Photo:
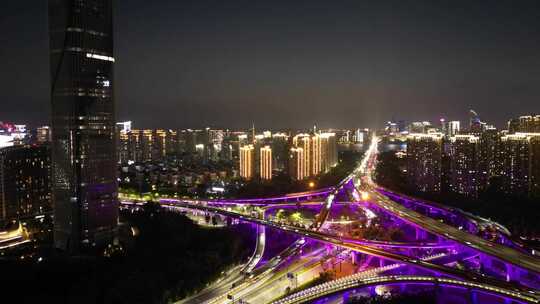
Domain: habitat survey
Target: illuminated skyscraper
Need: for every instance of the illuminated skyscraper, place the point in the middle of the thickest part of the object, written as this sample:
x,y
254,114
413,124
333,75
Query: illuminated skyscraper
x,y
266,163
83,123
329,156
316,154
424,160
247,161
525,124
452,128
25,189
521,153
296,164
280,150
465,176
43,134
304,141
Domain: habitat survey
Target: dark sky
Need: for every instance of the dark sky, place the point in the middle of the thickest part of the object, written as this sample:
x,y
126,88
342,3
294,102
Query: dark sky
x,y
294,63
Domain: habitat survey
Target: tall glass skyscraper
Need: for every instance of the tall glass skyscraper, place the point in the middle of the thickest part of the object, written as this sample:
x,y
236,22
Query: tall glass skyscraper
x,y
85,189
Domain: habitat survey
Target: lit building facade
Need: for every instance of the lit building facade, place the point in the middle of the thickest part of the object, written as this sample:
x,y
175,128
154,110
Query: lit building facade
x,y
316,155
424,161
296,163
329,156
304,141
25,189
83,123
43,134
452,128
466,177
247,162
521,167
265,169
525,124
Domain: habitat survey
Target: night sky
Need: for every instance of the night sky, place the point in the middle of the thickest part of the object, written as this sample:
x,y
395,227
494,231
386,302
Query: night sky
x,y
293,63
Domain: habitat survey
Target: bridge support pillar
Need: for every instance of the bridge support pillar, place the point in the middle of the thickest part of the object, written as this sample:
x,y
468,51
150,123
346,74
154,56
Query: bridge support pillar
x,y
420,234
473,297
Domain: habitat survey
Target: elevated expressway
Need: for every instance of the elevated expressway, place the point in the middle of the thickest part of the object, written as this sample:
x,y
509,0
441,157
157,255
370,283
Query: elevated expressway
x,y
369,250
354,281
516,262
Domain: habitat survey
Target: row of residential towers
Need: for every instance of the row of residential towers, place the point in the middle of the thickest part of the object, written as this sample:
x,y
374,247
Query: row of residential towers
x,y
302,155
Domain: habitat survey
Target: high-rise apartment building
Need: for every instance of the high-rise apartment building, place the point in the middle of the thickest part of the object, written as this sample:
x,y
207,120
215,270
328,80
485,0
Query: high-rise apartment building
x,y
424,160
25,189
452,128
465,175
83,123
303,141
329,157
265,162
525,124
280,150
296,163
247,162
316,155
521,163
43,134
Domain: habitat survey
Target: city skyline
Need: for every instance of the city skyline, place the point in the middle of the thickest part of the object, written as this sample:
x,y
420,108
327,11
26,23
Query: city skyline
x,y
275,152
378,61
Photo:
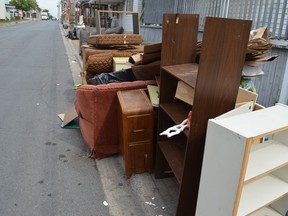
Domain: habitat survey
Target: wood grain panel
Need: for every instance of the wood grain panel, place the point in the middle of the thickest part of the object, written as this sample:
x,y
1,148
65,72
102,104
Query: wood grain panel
--
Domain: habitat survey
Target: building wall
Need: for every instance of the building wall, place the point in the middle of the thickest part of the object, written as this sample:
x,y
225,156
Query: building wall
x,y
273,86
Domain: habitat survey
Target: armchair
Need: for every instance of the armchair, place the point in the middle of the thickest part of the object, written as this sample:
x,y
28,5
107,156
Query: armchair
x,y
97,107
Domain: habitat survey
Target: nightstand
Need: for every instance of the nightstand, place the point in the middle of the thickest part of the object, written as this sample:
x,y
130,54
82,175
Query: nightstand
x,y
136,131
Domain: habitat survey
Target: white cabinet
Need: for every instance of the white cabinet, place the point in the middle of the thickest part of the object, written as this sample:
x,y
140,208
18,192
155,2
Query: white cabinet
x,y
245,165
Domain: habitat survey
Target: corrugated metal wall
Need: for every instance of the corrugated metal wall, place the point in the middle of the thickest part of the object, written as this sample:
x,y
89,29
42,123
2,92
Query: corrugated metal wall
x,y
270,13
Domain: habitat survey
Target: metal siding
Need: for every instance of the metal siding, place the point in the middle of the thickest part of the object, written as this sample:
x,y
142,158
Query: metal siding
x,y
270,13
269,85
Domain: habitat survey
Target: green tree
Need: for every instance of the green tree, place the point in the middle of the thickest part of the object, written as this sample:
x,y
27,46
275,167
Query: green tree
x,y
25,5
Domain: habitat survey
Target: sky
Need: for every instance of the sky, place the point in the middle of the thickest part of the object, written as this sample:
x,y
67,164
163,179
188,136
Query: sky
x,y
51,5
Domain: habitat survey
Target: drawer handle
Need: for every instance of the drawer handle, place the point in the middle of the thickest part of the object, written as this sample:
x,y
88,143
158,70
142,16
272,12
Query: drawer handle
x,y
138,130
* * *
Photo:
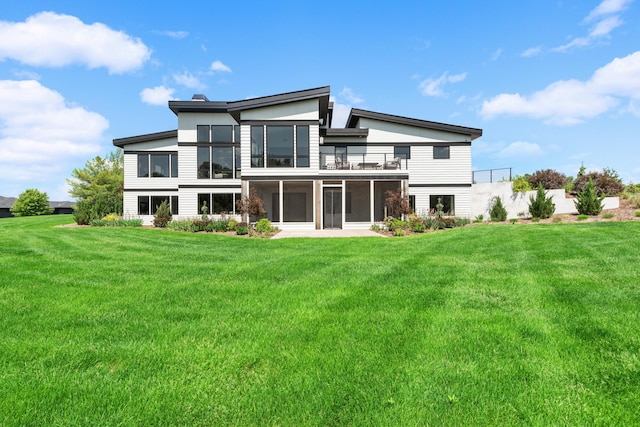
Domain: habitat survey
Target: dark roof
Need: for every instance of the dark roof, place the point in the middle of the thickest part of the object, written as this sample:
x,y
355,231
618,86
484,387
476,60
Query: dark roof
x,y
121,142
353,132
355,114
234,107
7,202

• [TASK TO CARRY OUT] Using the data above, return each line that includes the word "panel".

• [ANSWER TO THIS EXERCISE]
Target: wood grain panel
Need: for every instance of the wood grain panel, place the point in the middle of the thickest part of the object, written as this sample:
Query: wood grain panel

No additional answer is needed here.